PROBLEM STATEMENT ->
Restate the entries below verbatim.

GIVEN RECORDS ->
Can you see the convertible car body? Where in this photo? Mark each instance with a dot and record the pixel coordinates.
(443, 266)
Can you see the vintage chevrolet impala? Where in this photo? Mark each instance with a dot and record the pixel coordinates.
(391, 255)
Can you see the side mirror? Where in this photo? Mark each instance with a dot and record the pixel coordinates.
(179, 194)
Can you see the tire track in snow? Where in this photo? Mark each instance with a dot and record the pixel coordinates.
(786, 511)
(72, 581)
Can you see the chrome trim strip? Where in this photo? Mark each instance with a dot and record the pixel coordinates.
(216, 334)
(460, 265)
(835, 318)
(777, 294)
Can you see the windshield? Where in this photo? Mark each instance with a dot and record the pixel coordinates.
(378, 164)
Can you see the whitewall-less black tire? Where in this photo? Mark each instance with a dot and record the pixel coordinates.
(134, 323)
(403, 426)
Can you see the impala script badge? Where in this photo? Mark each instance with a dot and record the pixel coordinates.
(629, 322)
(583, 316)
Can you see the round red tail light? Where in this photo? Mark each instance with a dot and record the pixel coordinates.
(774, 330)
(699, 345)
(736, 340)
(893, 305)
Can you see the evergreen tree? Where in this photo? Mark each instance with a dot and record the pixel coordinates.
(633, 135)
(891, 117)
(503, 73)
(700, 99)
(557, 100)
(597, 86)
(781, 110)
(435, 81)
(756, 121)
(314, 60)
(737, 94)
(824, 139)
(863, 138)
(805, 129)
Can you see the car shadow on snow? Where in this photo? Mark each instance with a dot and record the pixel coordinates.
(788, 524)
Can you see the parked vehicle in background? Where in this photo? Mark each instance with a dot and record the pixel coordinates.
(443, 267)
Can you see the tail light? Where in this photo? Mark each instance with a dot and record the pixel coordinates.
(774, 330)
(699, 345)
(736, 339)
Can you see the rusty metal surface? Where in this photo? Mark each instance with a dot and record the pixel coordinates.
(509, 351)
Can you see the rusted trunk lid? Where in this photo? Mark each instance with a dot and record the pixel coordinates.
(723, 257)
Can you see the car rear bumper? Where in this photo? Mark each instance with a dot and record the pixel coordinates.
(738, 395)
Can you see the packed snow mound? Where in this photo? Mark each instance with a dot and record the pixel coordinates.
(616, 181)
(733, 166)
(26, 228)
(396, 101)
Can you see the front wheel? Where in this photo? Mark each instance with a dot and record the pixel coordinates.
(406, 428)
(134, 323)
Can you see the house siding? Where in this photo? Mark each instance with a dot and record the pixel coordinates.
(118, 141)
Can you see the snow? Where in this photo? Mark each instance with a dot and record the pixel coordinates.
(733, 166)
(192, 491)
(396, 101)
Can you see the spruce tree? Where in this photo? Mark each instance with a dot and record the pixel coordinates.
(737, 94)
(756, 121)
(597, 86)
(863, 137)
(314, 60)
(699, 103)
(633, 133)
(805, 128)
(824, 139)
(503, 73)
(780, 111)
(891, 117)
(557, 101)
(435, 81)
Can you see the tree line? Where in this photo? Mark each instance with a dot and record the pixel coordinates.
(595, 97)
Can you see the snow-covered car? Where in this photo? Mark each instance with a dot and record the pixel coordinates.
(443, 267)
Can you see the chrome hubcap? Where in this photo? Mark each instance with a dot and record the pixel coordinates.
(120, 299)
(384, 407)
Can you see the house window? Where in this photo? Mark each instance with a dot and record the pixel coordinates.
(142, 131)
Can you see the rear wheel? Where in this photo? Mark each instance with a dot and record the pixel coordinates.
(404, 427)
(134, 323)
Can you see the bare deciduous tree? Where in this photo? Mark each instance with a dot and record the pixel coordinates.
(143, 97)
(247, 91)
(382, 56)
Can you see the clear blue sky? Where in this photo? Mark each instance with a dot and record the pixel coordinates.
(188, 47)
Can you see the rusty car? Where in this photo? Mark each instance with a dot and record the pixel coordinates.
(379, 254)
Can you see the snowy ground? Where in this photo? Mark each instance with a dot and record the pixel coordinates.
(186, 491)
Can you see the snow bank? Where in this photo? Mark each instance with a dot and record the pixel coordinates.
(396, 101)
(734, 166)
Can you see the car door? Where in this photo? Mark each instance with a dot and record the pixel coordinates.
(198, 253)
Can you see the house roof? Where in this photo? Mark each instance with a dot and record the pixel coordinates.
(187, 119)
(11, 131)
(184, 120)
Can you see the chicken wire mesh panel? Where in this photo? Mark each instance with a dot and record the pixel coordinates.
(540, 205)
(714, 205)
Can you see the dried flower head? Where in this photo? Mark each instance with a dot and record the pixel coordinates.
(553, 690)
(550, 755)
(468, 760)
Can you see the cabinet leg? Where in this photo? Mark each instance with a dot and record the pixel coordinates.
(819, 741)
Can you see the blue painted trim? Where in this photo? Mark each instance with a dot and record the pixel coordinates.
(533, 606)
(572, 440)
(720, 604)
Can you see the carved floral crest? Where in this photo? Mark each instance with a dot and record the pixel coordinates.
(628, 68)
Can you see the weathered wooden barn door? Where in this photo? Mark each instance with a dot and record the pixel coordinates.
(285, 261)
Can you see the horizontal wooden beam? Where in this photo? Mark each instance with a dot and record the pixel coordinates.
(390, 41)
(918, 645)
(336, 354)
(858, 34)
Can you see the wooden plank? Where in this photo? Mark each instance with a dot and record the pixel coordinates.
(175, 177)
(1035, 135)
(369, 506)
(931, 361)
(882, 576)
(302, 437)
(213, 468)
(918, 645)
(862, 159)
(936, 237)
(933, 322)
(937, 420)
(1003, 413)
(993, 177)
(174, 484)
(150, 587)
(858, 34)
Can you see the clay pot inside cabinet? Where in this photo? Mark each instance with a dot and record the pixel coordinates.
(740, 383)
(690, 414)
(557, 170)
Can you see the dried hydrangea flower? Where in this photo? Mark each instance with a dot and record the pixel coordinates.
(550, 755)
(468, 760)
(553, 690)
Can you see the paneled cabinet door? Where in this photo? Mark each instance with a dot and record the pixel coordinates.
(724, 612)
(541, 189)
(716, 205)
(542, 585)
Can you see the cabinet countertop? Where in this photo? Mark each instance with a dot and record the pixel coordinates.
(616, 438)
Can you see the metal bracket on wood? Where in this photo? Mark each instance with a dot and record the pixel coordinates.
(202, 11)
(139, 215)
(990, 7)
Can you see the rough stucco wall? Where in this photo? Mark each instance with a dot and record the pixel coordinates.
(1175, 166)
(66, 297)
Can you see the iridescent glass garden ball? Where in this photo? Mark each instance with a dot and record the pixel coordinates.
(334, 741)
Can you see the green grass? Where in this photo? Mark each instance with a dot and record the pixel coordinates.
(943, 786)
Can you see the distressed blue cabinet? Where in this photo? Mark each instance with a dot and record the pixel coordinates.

EXERCISE OUTPUT ->
Can you see the convertible car body? Where in this photo? Mark each instance with a dot and record the pixel coordinates.
(443, 266)
Can you see the vintage chevrolet impala? Where in this photo? Mark each instance with a dot and record the pixel coordinates.
(391, 255)
Can you see the side mirror? Where in this photo? Mark each instance with a dot and record the pixel coordinates.
(179, 194)
Can you see the tire track in snow? Where in this photo? Mark each instance with a dot and record the pixel coordinates.
(786, 511)
(72, 581)
Can you see the chrome trim strip? Where in this photo? Mark each instance with a dot and record the pixel coordinates.
(216, 334)
(460, 265)
(835, 318)
(777, 294)
Can you see the windshield? Where in this photo? Mark each instance with a dot and record the pixel coordinates.
(378, 164)
Can you see the whitewall-less black tire? Where in this photo? Mark each instance with a dot and record the pixel coordinates.
(134, 323)
(403, 426)
Can you see the impala script badge? Where in this photo? Mark each instance with a dot and record the pixel coordinates.
(629, 322)
(583, 316)
Can you see the round red tail light? Where in this photo? Mark each instance with a dot and record the pixel coordinates.
(774, 330)
(699, 345)
(736, 340)
(893, 305)
Can you see the evergreen tree? Where in this photo? Mark each instance with a dot and record the pixel coordinates.
(633, 135)
(891, 117)
(503, 73)
(700, 99)
(557, 100)
(597, 86)
(781, 110)
(435, 81)
(756, 121)
(314, 60)
(737, 94)
(824, 139)
(863, 138)
(805, 129)
Can you see the car shadow on snow? Where in this photo? Mark each instance with a dot and record the pixel coordinates.
(788, 524)
Can you see the parked vehicle in background? Where in this photo? Mark each instance with a dot and record the pixel coordinates.
(443, 267)
Can you see the tail light? Where in this photo? Mark each instance with a dot and record the pixel coordinates.
(774, 330)
(699, 345)
(736, 339)
Can you see the rusty metal surface? Where in this photo? Mark each instance with a dot and record the pixel coordinates.
(509, 351)
Can you see the rusted trunk lid? Where in this photo? Mark each instance with a dot and record the pixel coordinates.
(723, 257)
Can you see the car rear bumper? Where in this photo? Mark each instance with a dot and record the pixel coordinates.
(738, 395)
Can you see the packed snow mound? Where in this photo? Mark each instance with a dot and record the pixel coordinates.
(616, 181)
(733, 166)
(26, 228)
(396, 101)
Can you see the front wheel? Where in this photo? Mark each instance with a dot and record the pixel coordinates.
(406, 428)
(134, 323)
Can you see the house siding? Where in this photo? Mark each instance with a dot and record the pixel coordinates.
(118, 141)
Can you see the snow? Where in this photo? Mark each instance with a dot and record the pixel coordinates.
(733, 166)
(192, 491)
(396, 101)
Can you see the spruce tree? Where in this photo? Mark each instance with a dot and record the pixel coordinates.
(737, 94)
(756, 121)
(597, 86)
(863, 137)
(314, 60)
(699, 103)
(633, 133)
(805, 128)
(824, 139)
(503, 73)
(780, 111)
(891, 117)
(557, 101)
(435, 81)
Can you see the tree line? Where in this photo? Mark each instance with a dot and record the pixel coordinates.
(595, 97)
Can you see the snow-covered car? Where in this photo? Mark each instance with a dot and record the pixel coordinates.
(443, 267)
Can you see the chrome hubcap? Where in this photo? Mark each instance with a dot and record the pixel coordinates.
(120, 299)
(384, 407)
Can you see the house window? Where in this photo? Mark each instance with a dot and record the pixel coordinates.
(142, 131)
Can you see the rear wheel? Where in this photo? Mark each instance with a dot and record the pixel coordinates.
(404, 427)
(134, 323)
Can you see the bare deciduous tree? Where in this photo? Mark each instance with a dot and record the pixel coordinates.
(143, 97)
(247, 91)
(382, 56)
Can you see the clear blue sky? Where in this photo? Mark each instance with a dot and record the pixel coordinates.
(188, 47)
Can you see the rusty car? Where in this photo? Mark each instance with a dot and record the pixel coordinates.
(379, 254)
Can you see the snowy ground? Where in this photo? Mark each instance with a dot and record the pixel coordinates.
(186, 491)
Can you see the snow bank? Where in this photo? Mark each instance with a dot and record the pixel coordinates.
(396, 101)
(734, 166)
Can you see the car door? Where in this photo? Mark each instance with a dot and record the pixel coordinates.
(198, 253)
Can you see the house roof? Where in this photo? Mark each instance with a dot and record the pixel coordinates.
(187, 119)
(11, 131)
(184, 120)
Can you see the chicken wire mesh panel? Where in this photo? Mark each instance with a dot and record the pixel coordinates.
(540, 205)
(714, 205)
Can you see the dried flower head? Where in this photo? Mark each instance with a dot and record the pixel coordinates.
(553, 690)
(550, 755)
(468, 760)
Can you see the cabinet leg? Where in this photo? Mark each instance with a dot and record the pixel coordinates.
(819, 741)
Can you see the blue painted trim? Where in this photo? Mark each instance with a dot and record the pixel coordinates.
(533, 606)
(572, 440)
(720, 604)
Can you see the carved floral crest? Where in this photo? Mark each instance with a dot and record the pixel coordinates.
(628, 68)
Can you see the weathered wooden barn door? Where in this photo? Mark each instance with a dot and record the pixel coordinates.
(285, 261)
Can you see the horizontal wooden beam? Where in this photo? Mark each instance with a dot and record the pixel coordinates.
(390, 41)
(918, 645)
(336, 354)
(858, 34)
Can you see the wooden plank? Where in this photo? Mark each instance with a dot and record the pixel coordinates.
(175, 177)
(1035, 135)
(369, 506)
(931, 361)
(882, 576)
(302, 437)
(213, 468)
(918, 645)
(862, 159)
(936, 237)
(933, 322)
(937, 420)
(1003, 413)
(993, 177)
(174, 484)
(150, 587)
(858, 34)
Can you see the clay pot inside cabinet? Where in this photo? Mark each instance with a dot and record the pixel coordinates.
(740, 383)
(690, 414)
(557, 170)
Can you see the dried hydrangea flower? Where in this photo? Mark each instance with a dot and record the pixel coordinates.
(550, 755)
(468, 760)
(553, 690)
Can you see the paneled cabinet door? Where in this photo? Mark each instance with a dot and record the pixel coordinates.
(724, 612)
(541, 189)
(716, 205)
(542, 585)
Can you see the cabinet countertop? Where in this photo? Mark each instance with a dot and record the pixel coordinates.
(616, 438)
Can you see the metal bracket on wood? Where in this photo? Mark each instance with a dot and record the pixel coordinates.
(202, 11)
(139, 215)
(990, 7)
Can you see the rough stucco wall? Where in this photo? Mark each instance with a dot and record the pixel coordinates.
(1175, 166)
(66, 297)
Can you see the iridescent glass garden ball? Where in this photo? Mark each instance with a dot and record the pixel coordinates.
(334, 741)
Can you see the green grass? Where in this photo? Mark each instance with a dot and record the pixel coordinates.
(943, 786)
Can you see the distressed blue cabinet? Where in this photo? Mark each instance with a dot and record the pixel coordinates.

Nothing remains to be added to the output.